CHALLENGE:
Rewrite the lines of the material from the line with "Every instance of the desert vegetation" up to and including the line with "<point>13,646</point>", replacing "saguaro cactus" with "barrel cactus" and leaving everything else unchanged.

DATA FOR PROCESSING:
# # #

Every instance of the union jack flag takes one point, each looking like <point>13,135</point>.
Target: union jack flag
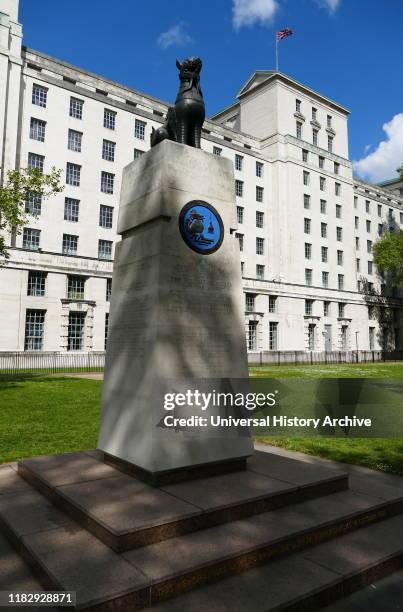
<point>284,33</point>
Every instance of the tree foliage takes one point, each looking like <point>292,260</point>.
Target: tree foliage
<point>388,257</point>
<point>18,187</point>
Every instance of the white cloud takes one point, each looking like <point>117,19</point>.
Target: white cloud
<point>381,164</point>
<point>329,5</point>
<point>249,12</point>
<point>176,35</point>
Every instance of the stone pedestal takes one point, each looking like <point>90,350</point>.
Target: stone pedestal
<point>176,316</point>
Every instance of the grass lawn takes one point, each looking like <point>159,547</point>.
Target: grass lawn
<point>46,415</point>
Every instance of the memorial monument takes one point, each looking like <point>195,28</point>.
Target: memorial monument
<point>176,319</point>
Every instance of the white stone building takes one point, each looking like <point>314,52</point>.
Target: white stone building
<point>306,227</point>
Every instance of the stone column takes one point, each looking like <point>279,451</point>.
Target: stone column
<point>176,311</point>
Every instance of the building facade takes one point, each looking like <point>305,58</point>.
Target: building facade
<point>306,227</point>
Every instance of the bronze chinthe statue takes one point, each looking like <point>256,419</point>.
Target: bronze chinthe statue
<point>184,121</point>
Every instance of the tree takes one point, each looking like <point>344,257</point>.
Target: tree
<point>18,187</point>
<point>388,257</point>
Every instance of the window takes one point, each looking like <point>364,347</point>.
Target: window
<point>34,330</point>
<point>108,292</point>
<point>308,307</point>
<point>272,303</point>
<point>273,329</point>
<point>33,204</point>
<point>31,238</point>
<point>36,161</point>
<point>37,129</point>
<point>252,335</point>
<point>107,182</point>
<point>73,174</point>
<point>105,216</point>
<point>105,249</point>
<point>74,141</point>
<point>259,246</point>
<point>75,287</point>
<point>238,162</point>
<point>109,119</point>
<point>239,188</point>
<point>36,283</point>
<point>70,244</point>
<point>108,150</point>
<point>75,334</point>
<point>71,209</point>
<point>259,169</point>
<point>39,95</point>
<point>76,108</point>
<point>106,329</point>
<point>259,219</point>
<point>139,129</point>
<point>250,302</point>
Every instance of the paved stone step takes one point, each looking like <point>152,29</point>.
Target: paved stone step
<point>126,513</point>
<point>66,556</point>
<point>305,581</point>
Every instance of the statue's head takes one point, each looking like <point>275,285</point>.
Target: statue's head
<point>191,64</point>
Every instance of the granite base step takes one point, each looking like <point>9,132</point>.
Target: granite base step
<point>125,513</point>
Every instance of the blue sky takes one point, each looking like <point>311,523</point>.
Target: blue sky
<point>349,50</point>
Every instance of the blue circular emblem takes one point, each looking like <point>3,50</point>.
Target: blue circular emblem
<point>201,227</point>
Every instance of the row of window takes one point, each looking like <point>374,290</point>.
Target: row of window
<point>306,180</point>
<point>40,98</point>
<point>36,286</point>
<point>31,240</point>
<point>239,190</point>
<point>321,161</point>
<point>35,330</point>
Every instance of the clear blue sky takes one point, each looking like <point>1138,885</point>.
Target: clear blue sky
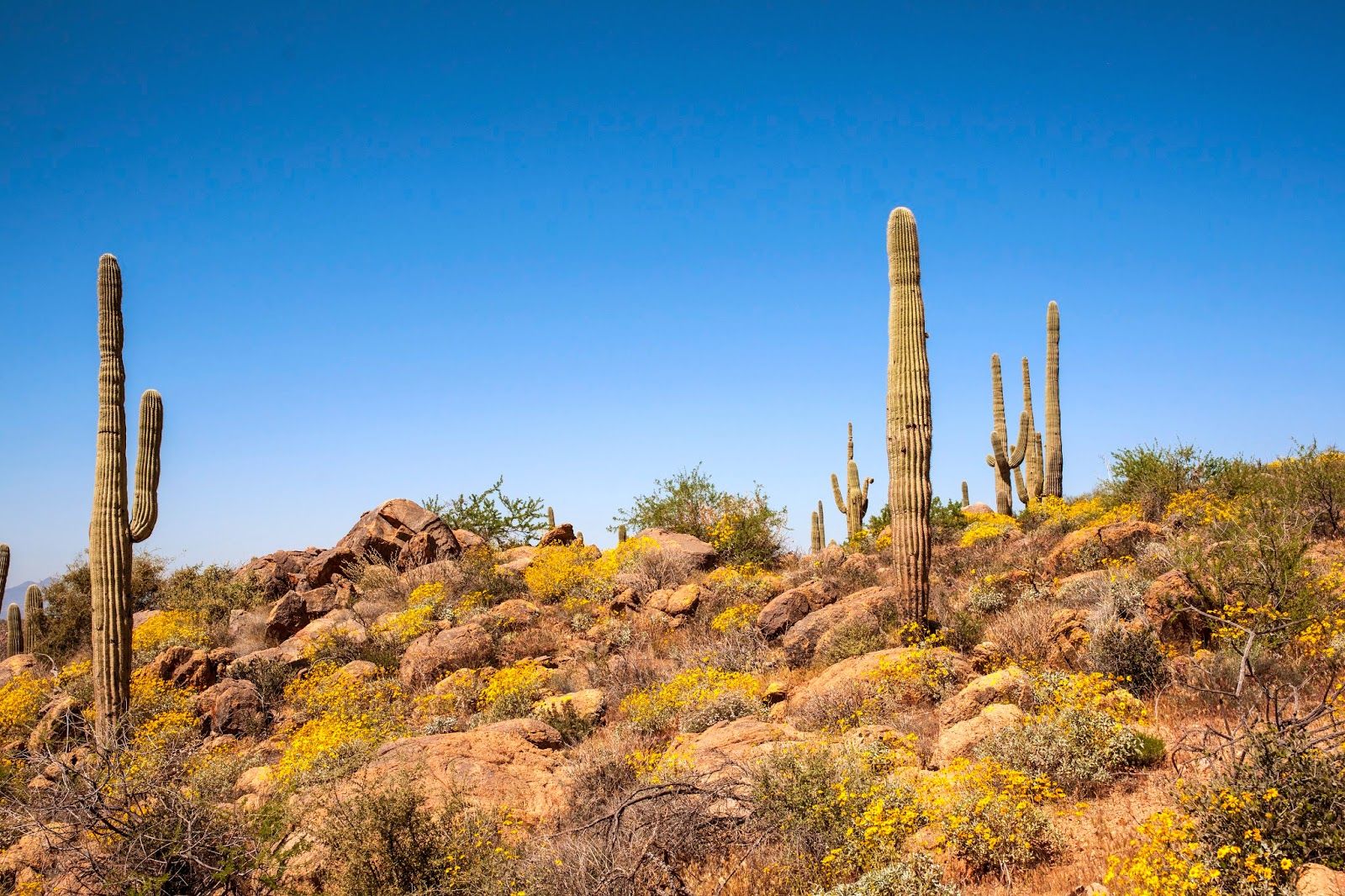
<point>400,249</point>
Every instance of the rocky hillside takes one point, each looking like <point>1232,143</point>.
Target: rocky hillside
<point>1109,700</point>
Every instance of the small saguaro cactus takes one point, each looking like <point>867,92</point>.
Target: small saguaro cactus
<point>13,645</point>
<point>854,505</point>
<point>910,420</point>
<point>116,525</point>
<point>1053,463</point>
<point>1005,458</point>
<point>33,616</point>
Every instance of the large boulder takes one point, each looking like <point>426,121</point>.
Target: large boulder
<point>279,572</point>
<point>233,707</point>
<point>515,764</point>
<point>434,654</point>
<point>398,532</point>
<point>1089,546</point>
<point>701,553</point>
<point>811,635</point>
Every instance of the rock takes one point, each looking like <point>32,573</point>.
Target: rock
<point>701,553</point>
<point>298,609</point>
<point>276,573</point>
<point>436,653</point>
<point>857,672</point>
<point>677,602</point>
<point>511,615</point>
<point>400,532</point>
<point>19,665</point>
<point>1167,603</point>
<point>562,535</point>
<point>1089,546</point>
<point>962,739</point>
<point>1068,638</point>
<point>1320,880</point>
<point>809,638</point>
<point>233,707</point>
<point>786,609</point>
<point>187,667</point>
<point>588,705</point>
<point>1009,685</point>
<point>515,764</point>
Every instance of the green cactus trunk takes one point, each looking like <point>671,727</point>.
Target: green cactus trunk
<point>33,618</point>
<point>910,419</point>
<point>13,645</point>
<point>854,503</point>
<point>1005,458</point>
<point>1053,463</point>
<point>116,525</point>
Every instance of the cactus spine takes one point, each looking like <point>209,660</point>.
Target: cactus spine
<point>910,421</point>
<point>15,630</point>
<point>33,616</point>
<point>1005,458</point>
<point>114,525</point>
<point>854,505</point>
<point>1053,477</point>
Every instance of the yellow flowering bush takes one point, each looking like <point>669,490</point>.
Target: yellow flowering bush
<point>985,528</point>
<point>693,700</point>
<point>170,629</point>
<point>22,700</point>
<point>736,618</point>
<point>346,717</point>
<point>1163,858</point>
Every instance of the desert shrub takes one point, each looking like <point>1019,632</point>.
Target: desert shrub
<point>982,528</point>
<point>1130,654</point>
<point>1150,475</point>
<point>385,840</point>
<point>342,719</point>
<point>693,700</point>
<point>743,528</point>
<point>502,521</point>
<point>911,875</point>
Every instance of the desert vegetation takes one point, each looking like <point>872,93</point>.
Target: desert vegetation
<point>1136,690</point>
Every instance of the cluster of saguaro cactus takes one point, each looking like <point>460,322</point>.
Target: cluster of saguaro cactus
<point>33,616</point>
<point>1036,467</point>
<point>910,420</point>
<point>854,503</point>
<point>114,525</point>
<point>13,646</point>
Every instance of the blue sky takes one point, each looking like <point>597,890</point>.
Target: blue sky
<point>398,249</point>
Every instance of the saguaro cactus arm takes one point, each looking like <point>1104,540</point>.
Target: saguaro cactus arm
<point>910,420</point>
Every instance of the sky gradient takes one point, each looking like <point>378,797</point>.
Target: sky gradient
<point>400,249</point>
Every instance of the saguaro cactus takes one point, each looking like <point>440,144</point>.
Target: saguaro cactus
<point>114,525</point>
<point>33,616</point>
<point>854,505</point>
<point>15,630</point>
<point>1053,475</point>
<point>910,420</point>
<point>1005,458</point>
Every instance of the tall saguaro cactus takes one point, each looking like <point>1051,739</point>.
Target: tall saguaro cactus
<point>13,645</point>
<point>854,505</point>
<point>910,419</point>
<point>116,525</point>
<point>33,616</point>
<point>1053,467</point>
<point>1005,458</point>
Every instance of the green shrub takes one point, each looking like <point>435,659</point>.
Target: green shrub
<point>502,521</point>
<point>743,528</point>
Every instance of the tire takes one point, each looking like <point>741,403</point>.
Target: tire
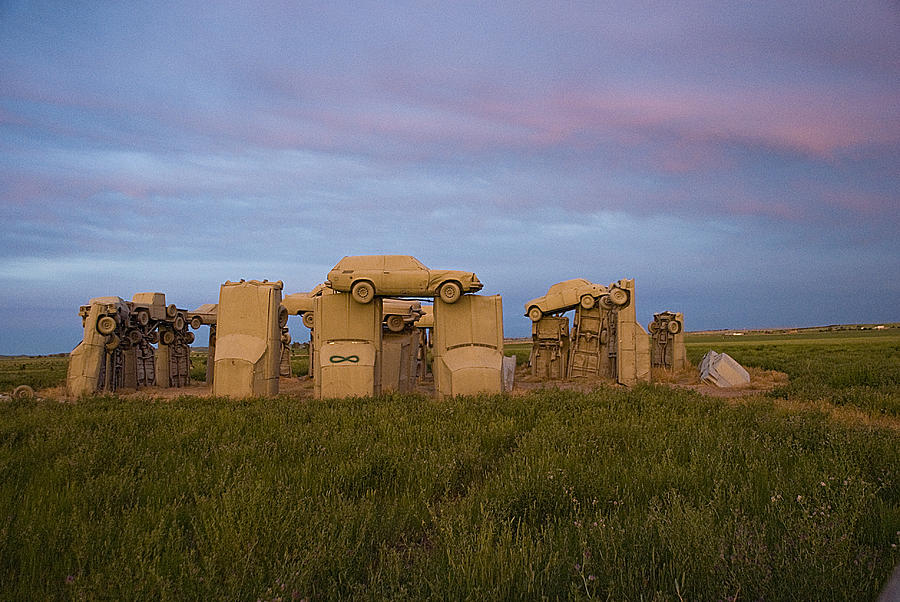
<point>106,325</point>
<point>450,292</point>
<point>618,296</point>
<point>395,323</point>
<point>362,291</point>
<point>23,392</point>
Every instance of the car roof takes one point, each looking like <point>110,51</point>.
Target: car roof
<point>568,283</point>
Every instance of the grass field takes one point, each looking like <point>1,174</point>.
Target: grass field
<point>649,493</point>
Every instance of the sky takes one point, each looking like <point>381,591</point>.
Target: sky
<point>739,160</point>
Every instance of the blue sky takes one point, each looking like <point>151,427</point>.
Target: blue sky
<point>740,160</point>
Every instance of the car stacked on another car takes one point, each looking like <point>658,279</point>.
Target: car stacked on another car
<point>569,294</point>
<point>368,276</point>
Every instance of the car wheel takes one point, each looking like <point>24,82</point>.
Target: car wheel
<point>450,292</point>
<point>618,296</point>
<point>112,342</point>
<point>395,323</point>
<point>362,291</point>
<point>23,392</point>
<point>106,325</point>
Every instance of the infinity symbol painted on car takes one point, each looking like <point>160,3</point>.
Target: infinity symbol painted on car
<point>337,359</point>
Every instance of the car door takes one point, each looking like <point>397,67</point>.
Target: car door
<point>404,275</point>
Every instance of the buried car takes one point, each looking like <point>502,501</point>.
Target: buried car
<point>569,294</point>
<point>365,276</point>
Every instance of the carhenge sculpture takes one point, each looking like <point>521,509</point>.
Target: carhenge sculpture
<point>605,339</point>
<point>117,351</point>
<point>349,338</point>
<point>667,348</point>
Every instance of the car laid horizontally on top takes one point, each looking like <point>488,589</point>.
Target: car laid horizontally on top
<point>569,294</point>
<point>368,276</point>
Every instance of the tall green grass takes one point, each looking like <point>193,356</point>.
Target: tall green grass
<point>36,372</point>
<point>862,373</point>
<point>647,493</point>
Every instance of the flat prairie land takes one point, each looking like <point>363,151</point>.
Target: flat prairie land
<point>648,493</point>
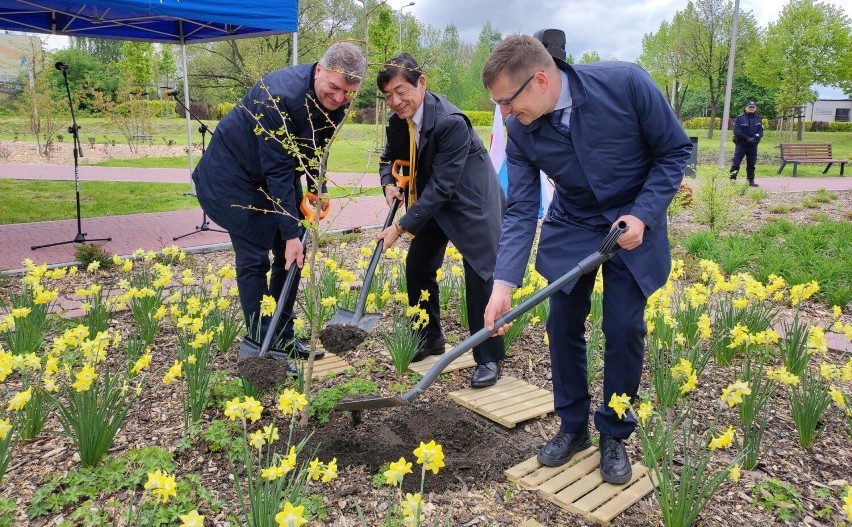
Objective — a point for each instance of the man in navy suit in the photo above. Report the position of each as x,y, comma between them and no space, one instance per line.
607,138
454,196
247,172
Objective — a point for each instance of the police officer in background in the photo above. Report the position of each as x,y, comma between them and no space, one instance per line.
748,131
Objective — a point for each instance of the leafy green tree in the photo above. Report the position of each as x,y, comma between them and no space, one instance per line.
477,97
663,58
589,57
705,41
811,43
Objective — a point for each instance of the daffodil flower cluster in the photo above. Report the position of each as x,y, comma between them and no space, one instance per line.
684,371
161,485
723,440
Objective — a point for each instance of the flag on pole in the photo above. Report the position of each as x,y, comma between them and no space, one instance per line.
498,159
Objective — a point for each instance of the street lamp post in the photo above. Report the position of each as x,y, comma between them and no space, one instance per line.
400,23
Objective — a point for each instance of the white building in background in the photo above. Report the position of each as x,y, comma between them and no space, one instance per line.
828,110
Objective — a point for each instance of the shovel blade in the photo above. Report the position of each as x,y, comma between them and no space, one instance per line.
345,317
371,403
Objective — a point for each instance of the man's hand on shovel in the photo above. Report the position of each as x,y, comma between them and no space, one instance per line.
498,304
293,252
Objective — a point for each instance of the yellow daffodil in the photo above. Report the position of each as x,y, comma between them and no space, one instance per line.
290,401
430,455
84,378
330,471
5,428
161,485
19,400
267,306
724,440
734,473
291,516
837,396
620,404
733,394
315,469
174,372
397,470
193,519
646,410
847,503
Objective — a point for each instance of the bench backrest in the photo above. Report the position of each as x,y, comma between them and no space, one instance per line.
806,151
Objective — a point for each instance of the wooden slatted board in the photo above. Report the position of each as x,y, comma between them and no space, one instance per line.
577,486
329,365
508,402
423,366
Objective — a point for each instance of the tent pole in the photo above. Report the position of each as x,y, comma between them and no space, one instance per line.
188,121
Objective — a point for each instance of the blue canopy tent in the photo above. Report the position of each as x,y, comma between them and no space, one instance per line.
164,21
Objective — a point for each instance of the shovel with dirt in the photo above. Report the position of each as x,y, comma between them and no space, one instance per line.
255,363
347,329
607,249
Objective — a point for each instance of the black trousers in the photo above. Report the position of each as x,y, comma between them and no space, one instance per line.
624,329
425,257
749,151
252,263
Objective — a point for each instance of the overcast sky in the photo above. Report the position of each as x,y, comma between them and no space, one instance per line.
613,28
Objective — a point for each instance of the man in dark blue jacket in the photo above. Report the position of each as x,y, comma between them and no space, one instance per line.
250,169
454,196
748,131
615,151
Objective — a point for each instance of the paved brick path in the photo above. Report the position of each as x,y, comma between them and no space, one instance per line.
156,230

# # #

WRITTEN ANSWER:
Every instance of the desert vegetation takes one point, each looking like <point>872,93</point>.
Target: desert vegetation
<point>1136,690</point>
Every instance of the cluster of barrel cactus takes one point, each looking like <point>460,322</point>.
Target: cluster of barrel cactus
<point>33,616</point>
<point>1036,467</point>
<point>910,420</point>
<point>854,503</point>
<point>114,525</point>
<point>13,646</point>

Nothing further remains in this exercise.